-- begin Page text --
Q: What factors do you consider in choosing whether to provide low-fidelity or high-fidelity design deliverables?—from a UXmatters reader

“The reader’s question speaks to just one of the dimensions of choosing what design artifacts to create—fidelity—but crafting such artifacts involves a varied set of dimensions, each having different possible ranges,” replies Leo. “Here are a few dimensions of this decision to consider:

  • resource constraints—How much time and energy and what level of competency does the team have to invest in creating the artifact?
  • stage in the product-development lifecycle (PDLC)—What is the purpose for which the team is crafting the prototype? For example, you might want to create a prototype to explore
    • the leadership team’s beliefs about the market
    • the product-management team’s beliefs about the problem
    • the design team’s understanding about a specific user flow
    • the possible solutions to a given problem
  • project outcomes—What outcomes should the design artifact drive?
    • collecting data in service of the goals of the various stages in the PDLC
    • proving a technical concept for the engineering team
    • thinking to enable the UX team to better understand their own designs
  • context and tools—What is the context of the project? What tools are at the team's disposal?
    • Is a team or just one person responsible for building the artifact?
    • Is the team remote or collocated with the intended audience?
-- end Page text --
[Exercise description] Can you edit the passage on design deliverables, starting with "Q: What factors" and going on through "creating the artifact?", so that "dimensions" becomes "aspects"?
-- begin Material --
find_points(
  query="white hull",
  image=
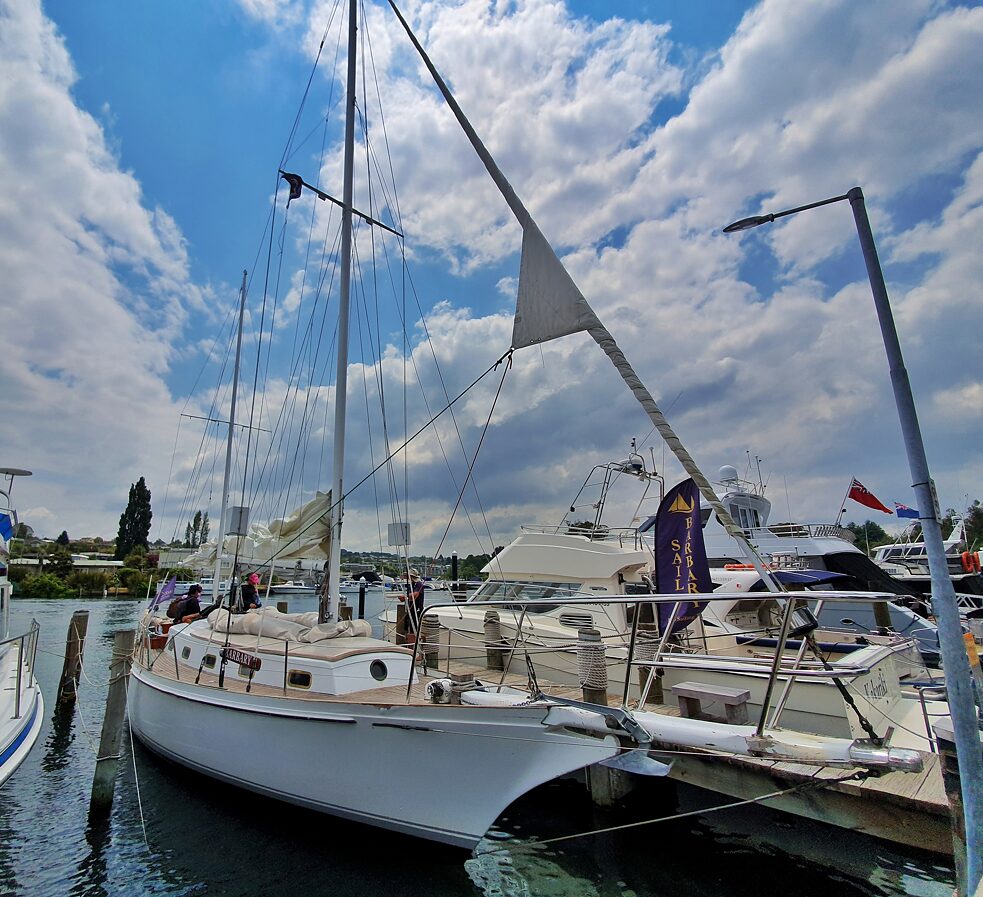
-- end Material --
[The result]
Q: What factors do you consider in choosing whether to provide low-fidelity or high-fidelity design deliverables?—from a UXmatters reader

“The reader’s question speaks to just one of the aspects of choosing what design artifacts to create—fidelity—but crafting such artifacts involves a varied set of aspects, each having different possible ranges,” replies Leo. “Here are a few aspects of this decision to consider:

  • resource constraints—How much time and energy and what level of competency does the team have to invest in creating the artifact?